STATED TASK: Put every line of the rows below into a numbered list, skipping any blank lines. Leave the pictures out.

THE RECORDS:

(begin)

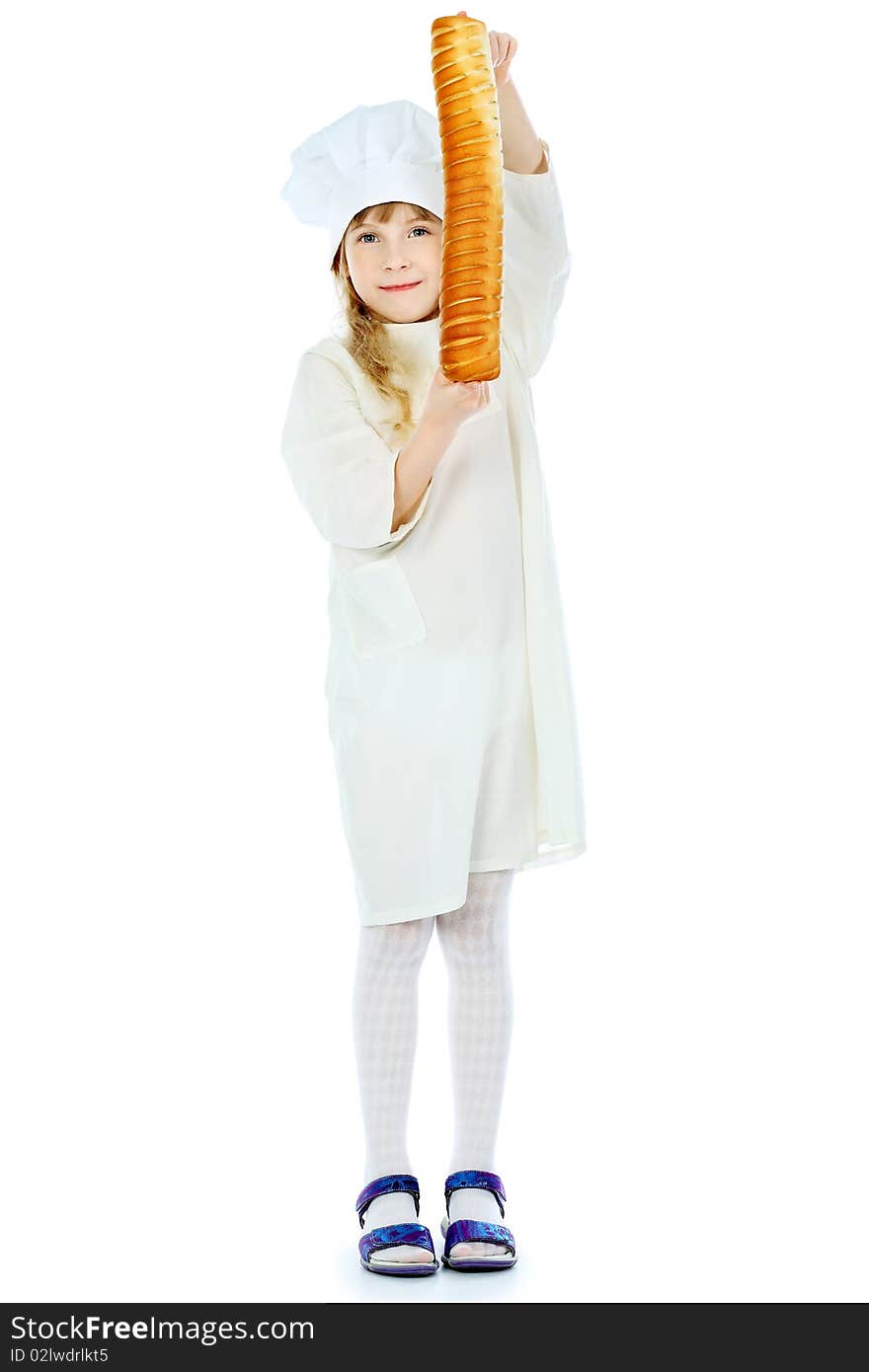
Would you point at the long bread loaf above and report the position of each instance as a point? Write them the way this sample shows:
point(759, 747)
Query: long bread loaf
point(472, 256)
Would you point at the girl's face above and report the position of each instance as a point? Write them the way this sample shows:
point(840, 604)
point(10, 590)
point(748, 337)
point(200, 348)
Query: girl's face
point(397, 253)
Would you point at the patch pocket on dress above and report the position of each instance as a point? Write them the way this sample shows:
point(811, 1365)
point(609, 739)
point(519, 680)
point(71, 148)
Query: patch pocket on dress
point(382, 609)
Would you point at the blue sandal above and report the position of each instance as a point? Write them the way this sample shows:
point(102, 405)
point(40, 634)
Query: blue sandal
point(477, 1231)
point(393, 1235)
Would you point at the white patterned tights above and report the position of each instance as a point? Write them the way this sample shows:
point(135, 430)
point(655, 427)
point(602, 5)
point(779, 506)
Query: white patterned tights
point(475, 946)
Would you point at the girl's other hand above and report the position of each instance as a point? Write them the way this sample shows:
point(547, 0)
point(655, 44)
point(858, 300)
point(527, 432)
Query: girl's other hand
point(449, 404)
point(503, 46)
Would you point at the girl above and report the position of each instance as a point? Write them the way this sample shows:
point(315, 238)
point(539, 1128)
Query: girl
point(449, 690)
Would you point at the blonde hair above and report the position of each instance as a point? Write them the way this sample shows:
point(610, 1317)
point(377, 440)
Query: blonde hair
point(366, 341)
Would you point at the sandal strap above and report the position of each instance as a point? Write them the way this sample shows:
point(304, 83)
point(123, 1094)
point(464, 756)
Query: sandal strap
point(391, 1235)
point(382, 1185)
point(479, 1181)
point(478, 1231)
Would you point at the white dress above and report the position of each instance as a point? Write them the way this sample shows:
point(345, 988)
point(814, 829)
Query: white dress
point(449, 692)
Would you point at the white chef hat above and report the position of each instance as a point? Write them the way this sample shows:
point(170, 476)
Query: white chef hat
point(373, 154)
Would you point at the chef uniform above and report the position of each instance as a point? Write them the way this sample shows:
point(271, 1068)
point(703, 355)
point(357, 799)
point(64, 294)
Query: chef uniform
point(450, 704)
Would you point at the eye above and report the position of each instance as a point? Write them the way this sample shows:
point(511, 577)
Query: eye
point(416, 229)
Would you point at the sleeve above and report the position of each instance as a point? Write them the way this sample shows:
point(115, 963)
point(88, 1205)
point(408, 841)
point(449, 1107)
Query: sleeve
point(342, 471)
point(537, 264)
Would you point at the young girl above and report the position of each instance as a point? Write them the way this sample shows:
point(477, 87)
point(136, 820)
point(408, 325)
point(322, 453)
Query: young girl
point(449, 692)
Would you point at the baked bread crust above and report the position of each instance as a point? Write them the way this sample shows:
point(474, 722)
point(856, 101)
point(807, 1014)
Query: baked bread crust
point(472, 254)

(end)

ANSWER TO THIS TASK:
1. Would you point at the long bread loaf above and report the position of each instance as a point? Write them the way this sample shows:
2. point(759, 747)
3. Query: long bread loaf
4. point(472, 256)
5. Would you point at the girl's face above and report the position of each instance as a point? Write them the way this sample shows:
6. point(840, 604)
7. point(10, 590)
8. point(748, 337)
9. point(200, 348)
10. Query: girl's face
11. point(397, 253)
12. Would you point at the patch pocket on dress above and report the position of each instance as a point? Write them the way this sample shows:
13. point(811, 1365)
14. point(609, 739)
15. point(519, 680)
16. point(71, 148)
17. Query: patch pocket on dress
18. point(382, 609)
19. Would you point at the blue sandal above and report the position of each instance as a point? Write them the way this sample shows:
20. point(102, 405)
21. point(40, 634)
22. Query: blue sandal
23. point(477, 1231)
24. point(393, 1235)
25. Would you point at the white patterned tights above and report the position of each instance as a point? Write them the way this sample shows:
26. point(135, 430)
27. point(655, 427)
28. point(602, 5)
29. point(779, 506)
30. Query: white patterned tights
31. point(475, 946)
32. Would you point at the girl's other hand above and report the position of each instance as a point? Write them the way this sample shows:
33. point(547, 0)
34. point(655, 44)
35. point(858, 300)
36. point(527, 432)
37. Query: girl's other hand
38. point(449, 404)
39. point(503, 46)
40. Would you point at the girl above and report the position of each instance as a point? Write them the way this sample shows:
41. point(315, 238)
42. point(539, 1128)
43. Query: girl
44. point(449, 690)
45. Would you point at the blonde hair above and report the position of each instance as a point? Write them the way this sample shows:
46. point(610, 1317)
47. point(377, 440)
48. Query: blonde hair
49. point(366, 341)
50. Would you point at the sandal strap above and report the position of each instance as a point? Write them the way this sample shows:
51. point(304, 83)
52. point(123, 1094)
53. point(464, 756)
54. Query: sandal strap
55. point(391, 1235)
56. point(382, 1185)
57. point(479, 1181)
58. point(478, 1231)
59. Would you point at the white dress above and report the position of each instance as a point? Write them the way this sample shows:
60. point(345, 988)
61. point(814, 829)
62. Query: white dress
63. point(449, 692)
64. Would you point at the white chef hat above and report the position of each instance as a point? Write them the way this sample shows:
65. point(170, 476)
66. Query: white chef hat
67. point(373, 154)
68. Would you point at the chef uniform above and report the position of each instance as a point? Write them the way this sample shows:
69. point(271, 1068)
70. point(703, 355)
71. point(357, 799)
72. point(64, 294)
73. Query: chef uniform
74. point(450, 704)
75. Would you point at the eye above and report the position of each instance as a point? Write them the way this sample shows:
76. point(511, 577)
77. Query: eye
78. point(416, 229)
79. Would you point at the sleeve above and report the position of each instance as a point? Write them the way this sample shows:
80. point(115, 963)
81. point(88, 1205)
82. point(408, 841)
83. point(449, 1107)
84. Query: sleeve
85. point(342, 471)
86. point(537, 264)
87. Would you point at the young girl above and report the position of each instance as a point? Write them the way this sample shows:
88. point(477, 87)
89. point(136, 820)
90. point(408, 325)
91. point(322, 453)
92. Query: young girl
93. point(449, 692)
94. Would you point at the baked bread crust above and report the position of each instance as a point? Write them the way this sample shows:
95. point(474, 722)
96. point(856, 101)
97. point(807, 1014)
98. Query: baked bread crust
99. point(472, 254)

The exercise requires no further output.